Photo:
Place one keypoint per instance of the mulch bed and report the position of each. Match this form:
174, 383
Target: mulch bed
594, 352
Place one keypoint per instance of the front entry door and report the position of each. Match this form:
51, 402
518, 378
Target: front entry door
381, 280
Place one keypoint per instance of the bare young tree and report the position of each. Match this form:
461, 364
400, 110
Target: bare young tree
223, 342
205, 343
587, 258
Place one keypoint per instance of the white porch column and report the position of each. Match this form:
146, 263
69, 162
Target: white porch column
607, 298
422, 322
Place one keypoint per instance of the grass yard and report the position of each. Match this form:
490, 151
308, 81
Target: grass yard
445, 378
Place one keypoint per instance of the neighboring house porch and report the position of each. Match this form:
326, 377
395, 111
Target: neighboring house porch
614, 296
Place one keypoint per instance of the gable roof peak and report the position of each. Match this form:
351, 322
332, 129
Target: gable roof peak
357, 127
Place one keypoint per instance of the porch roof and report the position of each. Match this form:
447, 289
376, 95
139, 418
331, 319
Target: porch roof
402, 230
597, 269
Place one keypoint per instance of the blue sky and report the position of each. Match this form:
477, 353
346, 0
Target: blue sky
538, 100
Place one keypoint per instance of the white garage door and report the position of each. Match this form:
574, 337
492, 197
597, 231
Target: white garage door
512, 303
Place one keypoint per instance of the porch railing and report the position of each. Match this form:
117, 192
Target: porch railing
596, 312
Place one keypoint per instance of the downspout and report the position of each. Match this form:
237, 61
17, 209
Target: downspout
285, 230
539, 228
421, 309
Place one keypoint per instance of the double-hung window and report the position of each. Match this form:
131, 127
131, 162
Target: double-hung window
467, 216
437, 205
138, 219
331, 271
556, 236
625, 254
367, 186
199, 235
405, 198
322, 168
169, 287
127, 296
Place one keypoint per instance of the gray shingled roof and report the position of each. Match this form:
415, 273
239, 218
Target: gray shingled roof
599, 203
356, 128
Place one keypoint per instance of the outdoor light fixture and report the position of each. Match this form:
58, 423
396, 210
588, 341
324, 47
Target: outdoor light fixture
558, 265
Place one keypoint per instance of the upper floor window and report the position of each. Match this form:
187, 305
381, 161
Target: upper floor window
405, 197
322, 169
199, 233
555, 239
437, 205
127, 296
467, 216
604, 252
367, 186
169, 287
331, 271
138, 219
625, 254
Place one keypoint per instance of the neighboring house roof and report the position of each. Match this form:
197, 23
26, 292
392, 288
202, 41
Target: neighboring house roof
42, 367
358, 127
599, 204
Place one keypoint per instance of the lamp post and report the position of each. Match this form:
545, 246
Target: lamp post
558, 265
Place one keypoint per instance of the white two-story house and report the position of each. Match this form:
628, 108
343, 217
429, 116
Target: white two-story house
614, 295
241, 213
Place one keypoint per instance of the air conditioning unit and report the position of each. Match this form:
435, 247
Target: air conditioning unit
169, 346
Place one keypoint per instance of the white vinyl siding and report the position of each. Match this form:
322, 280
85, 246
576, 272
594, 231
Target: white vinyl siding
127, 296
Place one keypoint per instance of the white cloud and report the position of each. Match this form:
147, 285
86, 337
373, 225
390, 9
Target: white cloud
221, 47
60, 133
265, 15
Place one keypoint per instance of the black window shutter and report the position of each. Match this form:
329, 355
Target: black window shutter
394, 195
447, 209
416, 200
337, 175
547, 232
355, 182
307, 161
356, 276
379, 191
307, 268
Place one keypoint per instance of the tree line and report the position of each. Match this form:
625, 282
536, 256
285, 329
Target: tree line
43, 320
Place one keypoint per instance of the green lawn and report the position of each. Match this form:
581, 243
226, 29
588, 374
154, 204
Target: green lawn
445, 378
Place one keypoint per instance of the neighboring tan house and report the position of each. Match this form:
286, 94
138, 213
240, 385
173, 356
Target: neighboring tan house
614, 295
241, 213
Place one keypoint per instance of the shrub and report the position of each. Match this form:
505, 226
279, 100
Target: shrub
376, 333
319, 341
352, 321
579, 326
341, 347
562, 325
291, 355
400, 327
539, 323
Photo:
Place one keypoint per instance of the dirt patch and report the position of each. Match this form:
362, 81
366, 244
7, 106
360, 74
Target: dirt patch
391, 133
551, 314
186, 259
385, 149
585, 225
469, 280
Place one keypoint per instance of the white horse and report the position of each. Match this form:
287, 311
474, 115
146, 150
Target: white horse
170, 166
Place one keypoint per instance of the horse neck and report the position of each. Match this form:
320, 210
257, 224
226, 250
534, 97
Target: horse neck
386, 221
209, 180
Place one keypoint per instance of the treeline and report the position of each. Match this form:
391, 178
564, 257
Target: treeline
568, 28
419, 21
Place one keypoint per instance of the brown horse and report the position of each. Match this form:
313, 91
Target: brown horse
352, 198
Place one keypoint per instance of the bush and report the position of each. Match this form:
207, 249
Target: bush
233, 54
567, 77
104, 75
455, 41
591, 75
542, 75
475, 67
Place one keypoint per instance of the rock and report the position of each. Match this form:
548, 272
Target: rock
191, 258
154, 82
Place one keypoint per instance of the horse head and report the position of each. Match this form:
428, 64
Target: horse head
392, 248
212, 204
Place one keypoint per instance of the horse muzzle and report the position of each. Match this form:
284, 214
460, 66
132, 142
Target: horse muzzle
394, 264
+--
OBJECTIVE: Echo all of the records above word for word, changing nothing and leaving none out.

WRITTEN SOLUTION:
Photo:
Place one keypoint per instance of the mulch bed and report the position of each. Match this form:
174, 383
Target: mulch bed
594, 352
Place one keypoint per instance of the front entry door and report the position of each. Match this form:
51, 402
518, 378
Target: front entry door
381, 280
Place one keypoint per instance of the bare young tree and report the position of each. Match this form:
461, 364
400, 110
Target: bare young tree
223, 342
205, 343
587, 258
Place one keypoint per instance of the white porch column and report the position of each. Match this form:
146, 263
69, 162
Target: white porch column
607, 298
422, 322
Place one keypoint per instance of the grass yard and report the position of each. Match this form:
490, 151
308, 81
Target: grass yard
445, 378
Place one keypoint per instance of the neighboring house porch and report the position of each. Match this form:
326, 377
395, 111
Target: neighboring house porch
614, 296
Place one keypoint per instance of the gable roof peak and report the position of each. Match this form:
351, 322
332, 129
Target: gable roof peak
357, 127
Place one keypoint per instance of the porch roof and report the position of each. Match this form:
447, 289
376, 95
139, 418
331, 319
Target: porch roof
402, 230
597, 269
Place one keypoint per instance of the blue sky and report the position of each. Match this form:
477, 353
346, 0
Target: blue sky
538, 100
Place one keypoint per instance of the white garage door and report the position of each. Match this form:
574, 337
492, 197
597, 231
Target: white garage door
512, 303
Place one keypoint per instance of the porch railing and report the position of each. Match this form:
117, 192
Target: porch railing
596, 312
Place one keypoint per instance of the downspout and report the position of each. Match this form:
237, 61
17, 209
Target: downspout
285, 230
539, 228
421, 309
Place one keypoint per instance of the double-hung window and report the position of each. Match this form:
131, 127
131, 162
Target: double-hung window
467, 216
437, 205
138, 219
331, 271
556, 236
625, 254
367, 186
199, 235
405, 198
322, 168
169, 287
127, 296
Place one keypoint per instance of the gray shingled roof and report the position of each. Match this form:
415, 273
239, 218
Target: gray shingled roof
599, 203
356, 128
Place one keypoint per instance of the outdoor light fixture and report the position of each. Match this form:
58, 423
396, 210
588, 341
324, 47
Target: outdoor light fixture
558, 265
Place one keypoint per instance of the upper floor window and report the position of each. Match this form:
187, 305
381, 161
Target: upper floor window
405, 197
322, 169
199, 233
555, 239
437, 205
127, 296
467, 216
604, 252
367, 186
169, 287
331, 271
138, 219
625, 254
Place one keypoint per instance of the neighboring house roof and report the position of each. Match this form:
197, 23
26, 292
392, 288
202, 41
Target: neighboring house roof
42, 367
358, 127
599, 204
Place one keypoint per instance of the lamp post and report the position of each. Match this form:
545, 246
Target: lamp post
558, 265
Place one keypoint per instance of the white two-story house and report the position of each. Match this form:
628, 108
343, 217
429, 116
Target: white two-story house
614, 295
241, 213
Place one keypoint per instance of the air conditioning unit and report the position of each. Match this form:
435, 247
Target: air conditioning unit
169, 346
Place one keypoint per instance of the white vinyl siding and report the position of each. Match this form:
322, 280
85, 246
576, 272
594, 231
Target: white vinyl siding
127, 296
Place one keypoint per instance of the white cloud and report the position of each. Match this form:
147, 285
86, 337
373, 225
390, 9
Target: white cloud
221, 47
60, 133
265, 15
Place one keypoint per instance of the black window shutter and report the position of each. Match this form:
329, 355
Target: black window shutter
394, 195
447, 209
416, 200
337, 175
547, 232
355, 182
307, 161
356, 276
379, 191
307, 268
Place one keypoint per instance of the tree line and report the position of each. Match this form:
625, 282
536, 256
285, 329
Target: tree line
43, 320
Place one keypoint per instance of the green lawn and report the position of each. Match this form:
581, 243
226, 29
588, 374
154, 204
Target: green lawn
445, 378
Place one keypoint per instance of the neighboring tan house and report the position of each. Match this form:
286, 94
138, 213
240, 385
173, 356
Target: neighboring tan house
614, 295
241, 213
Place one keypoint per instance of the shrub and report the position of each. Match this form:
505, 226
279, 100
Target: shrub
376, 333
319, 341
352, 321
579, 326
341, 347
562, 325
291, 355
400, 327
539, 323
Photo:
Place one keypoint per instance of the dirt patch and report the position of each. Match this form:
362, 81
366, 244
7, 106
360, 74
Target: dirt patch
391, 133
551, 314
186, 259
385, 149
585, 225
469, 280
Place one keypoint per instance of the white horse and report the position of each. Match this form:
287, 311
474, 115
146, 150
Target: white horse
170, 166
Place one keypoint per instance of the horse neck and report the position of each. Match this form:
320, 210
257, 224
226, 250
534, 97
Target: horse neck
386, 221
209, 180
Place one keypoint per instance of the treeline and report the position of each. Match this form:
391, 178
564, 257
Target: treeline
568, 28
419, 21
Place one keypoint per instance of the brown horse and report the position of each. Match this form:
313, 91
Target: brown horse
352, 198
Place one keypoint per instance of the bush and report the position of each. Match this form:
207, 249
Target: bush
233, 54
567, 77
104, 75
455, 41
591, 75
542, 75
475, 67
Place one keypoint per instance of the rock and report the position of each. Match this form:
548, 272
Target: rock
191, 258
154, 82
Place one keypoint per instance of the horse head and report the position of each. Match this form:
428, 64
Target: horse head
392, 248
212, 204
Place one keypoint per instance of the horse muzzle and report the position of each. Match this form:
284, 214
460, 66
132, 142
Target: horse muzzle
394, 264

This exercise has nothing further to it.